### [Task objective]
Your output should be each line from the material below that has the word "Provide".

### [Exercise input]
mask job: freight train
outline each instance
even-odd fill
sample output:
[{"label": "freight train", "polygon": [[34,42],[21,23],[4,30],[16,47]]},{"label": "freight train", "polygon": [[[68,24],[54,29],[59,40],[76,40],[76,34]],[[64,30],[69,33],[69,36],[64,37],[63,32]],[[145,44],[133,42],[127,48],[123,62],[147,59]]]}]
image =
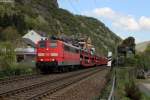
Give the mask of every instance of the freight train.
[{"label": "freight train", "polygon": [[42,73],[64,72],[79,68],[106,65],[108,60],[61,40],[40,40],[37,43],[36,68]]}]

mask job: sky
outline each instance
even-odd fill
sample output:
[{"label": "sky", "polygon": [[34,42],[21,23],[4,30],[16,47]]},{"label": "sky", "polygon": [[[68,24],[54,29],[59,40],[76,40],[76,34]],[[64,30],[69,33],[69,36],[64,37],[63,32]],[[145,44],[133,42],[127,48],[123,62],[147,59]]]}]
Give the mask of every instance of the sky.
[{"label": "sky", "polygon": [[58,0],[59,7],[95,17],[121,38],[150,40],[150,0]]}]

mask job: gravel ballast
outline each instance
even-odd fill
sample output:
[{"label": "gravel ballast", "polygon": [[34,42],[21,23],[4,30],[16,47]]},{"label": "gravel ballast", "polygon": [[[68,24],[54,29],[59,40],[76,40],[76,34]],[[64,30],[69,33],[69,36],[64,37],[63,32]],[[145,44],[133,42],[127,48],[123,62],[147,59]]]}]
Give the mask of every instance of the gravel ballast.
[{"label": "gravel ballast", "polygon": [[93,100],[99,97],[101,90],[106,84],[105,76],[108,69],[100,71],[78,83],[60,90],[43,100]]}]

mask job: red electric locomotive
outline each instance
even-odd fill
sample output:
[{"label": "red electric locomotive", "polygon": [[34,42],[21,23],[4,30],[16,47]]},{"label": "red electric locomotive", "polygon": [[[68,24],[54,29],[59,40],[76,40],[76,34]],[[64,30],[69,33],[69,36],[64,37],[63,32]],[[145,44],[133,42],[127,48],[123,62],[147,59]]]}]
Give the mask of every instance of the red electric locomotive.
[{"label": "red electric locomotive", "polygon": [[[65,71],[80,65],[80,49],[60,40],[41,40],[37,44],[36,67],[42,72]],[[71,66],[71,67],[70,67]]]}]

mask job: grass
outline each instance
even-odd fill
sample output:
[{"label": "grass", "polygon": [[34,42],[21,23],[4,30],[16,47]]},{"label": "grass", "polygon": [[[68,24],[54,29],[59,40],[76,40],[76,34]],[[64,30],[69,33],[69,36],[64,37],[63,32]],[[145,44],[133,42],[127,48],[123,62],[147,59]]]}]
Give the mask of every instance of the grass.
[{"label": "grass", "polygon": [[125,84],[129,82],[129,74],[127,68],[116,68],[116,95],[119,100],[127,99],[125,96]]},{"label": "grass", "polygon": [[137,82],[139,80],[136,80],[132,68],[116,68],[115,70],[117,77],[115,94],[117,100],[150,100],[150,96],[138,89]]},{"label": "grass", "polygon": [[35,73],[34,68],[29,65],[15,64],[0,71],[0,79],[19,75],[30,75]]},{"label": "grass", "polygon": [[[147,80],[147,79],[137,79],[136,83],[137,84],[140,84],[140,83],[149,84],[150,80]],[[142,92],[142,100],[150,100],[150,95],[147,95],[146,93]]]},{"label": "grass", "polygon": [[150,96],[142,93],[142,100],[150,100]]},{"label": "grass", "polygon": [[125,84],[129,82],[129,73],[128,73],[129,69],[130,67],[114,68],[110,75],[111,80],[108,81],[100,97],[97,100],[108,99],[112,88],[112,79],[113,79],[113,75],[115,74],[115,71],[116,71],[116,82],[117,82],[115,85],[116,86],[115,93],[114,93],[115,98],[117,100],[130,100],[130,98],[126,96],[126,92],[125,92]]},{"label": "grass", "polygon": [[107,78],[107,84],[105,85],[105,88],[102,90],[101,95],[99,96],[99,98],[97,98],[96,100],[107,100],[110,90],[111,90],[111,85],[112,85],[112,71],[106,76]]}]

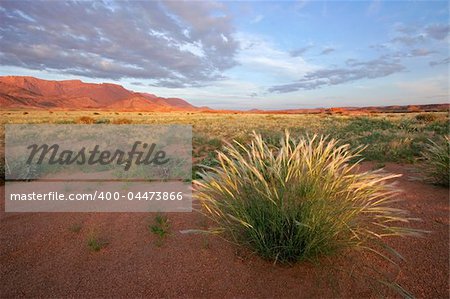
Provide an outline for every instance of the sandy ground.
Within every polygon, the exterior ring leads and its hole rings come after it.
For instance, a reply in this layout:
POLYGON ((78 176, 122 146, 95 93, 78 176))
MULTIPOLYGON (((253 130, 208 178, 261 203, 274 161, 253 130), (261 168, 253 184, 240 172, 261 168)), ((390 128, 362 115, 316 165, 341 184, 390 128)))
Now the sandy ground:
MULTIPOLYGON (((413 226, 431 231, 390 241, 406 259, 398 282, 416 297, 448 298, 449 189, 415 180, 419 174, 410 165, 387 164, 386 170, 403 174, 399 206, 422 219, 413 226)), ((273 265, 218 237, 180 233, 205 228, 197 213, 169 213, 171 234, 157 246, 147 229, 154 214, 5 213, 4 198, 1 211, 1 298, 376 295, 367 285, 338 278, 340 287, 333 287, 320 279, 326 270, 307 263, 273 265), (81 230, 71 231, 74 225, 81 230), (99 252, 87 246, 93 233, 108 242, 99 252)))

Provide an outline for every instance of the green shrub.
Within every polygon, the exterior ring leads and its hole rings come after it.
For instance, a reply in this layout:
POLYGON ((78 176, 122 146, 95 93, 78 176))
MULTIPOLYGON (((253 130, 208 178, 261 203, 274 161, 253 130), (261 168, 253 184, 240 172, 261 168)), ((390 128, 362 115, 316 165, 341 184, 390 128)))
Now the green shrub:
POLYGON ((87 240, 87 245, 92 251, 100 251, 102 248, 108 245, 108 242, 99 239, 94 233, 91 233, 87 240))
POLYGON ((276 147, 254 134, 251 144, 224 149, 219 166, 194 181, 197 198, 218 231, 263 258, 314 261, 353 249, 390 261, 395 251, 383 238, 417 234, 395 225, 410 220, 391 206, 397 191, 387 181, 399 175, 357 173, 348 163, 361 147, 286 132, 276 147))
POLYGON ((74 124, 75 121, 70 120, 70 119, 60 119, 55 121, 55 124, 60 124, 60 125, 66 125, 66 124, 74 124))
POLYGON ((416 115, 416 120, 424 122, 432 122, 437 119, 436 114, 433 113, 420 113, 416 115))
POLYGON ((169 219, 166 215, 157 213, 155 223, 149 225, 148 229, 158 237, 155 244, 159 247, 162 245, 164 238, 170 233, 169 219))
POLYGON ((96 124, 109 124, 111 121, 108 118, 99 118, 95 120, 96 124))
POLYGON ((203 158, 199 163, 192 165, 192 178, 194 179, 200 178, 199 171, 201 171, 202 168, 204 167, 217 166, 218 161, 215 156, 216 156, 215 152, 209 152, 208 155, 205 158, 203 158))
POLYGON ((435 134, 438 135, 446 135, 450 133, 450 120, 443 119, 443 120, 436 120, 432 123, 429 123, 425 127, 428 131, 433 131, 435 134))
POLYGON ((422 152, 427 179, 438 185, 449 186, 450 180, 450 137, 426 145, 422 152))

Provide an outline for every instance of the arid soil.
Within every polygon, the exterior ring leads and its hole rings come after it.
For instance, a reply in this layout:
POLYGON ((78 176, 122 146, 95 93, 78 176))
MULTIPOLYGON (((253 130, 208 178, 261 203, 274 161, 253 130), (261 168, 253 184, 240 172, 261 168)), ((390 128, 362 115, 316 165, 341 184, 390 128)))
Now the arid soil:
MULTIPOLYGON (((389 240, 406 260, 398 282, 419 298, 448 298, 449 189, 418 181, 420 172, 411 165, 385 169, 403 174, 397 184, 404 201, 398 205, 422 219, 412 226, 431 231, 389 240)), ((147 228, 155 214, 5 213, 4 198, 1 211, 1 298, 376 296, 349 279, 327 283, 327 270, 308 263, 273 265, 219 237, 181 233, 206 228, 196 212, 169 213, 171 233, 158 246, 147 228), (81 230, 71 230, 74 225, 81 230), (107 246, 91 251, 90 235, 107 246)), ((345 264, 345 256, 336 259, 345 264)))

### [Solved exercise]
Provide an outline for every instance of the sandy ground.
Provide an outline for every instance of the green shrub.
Provide an outline for every instance of the arid soil.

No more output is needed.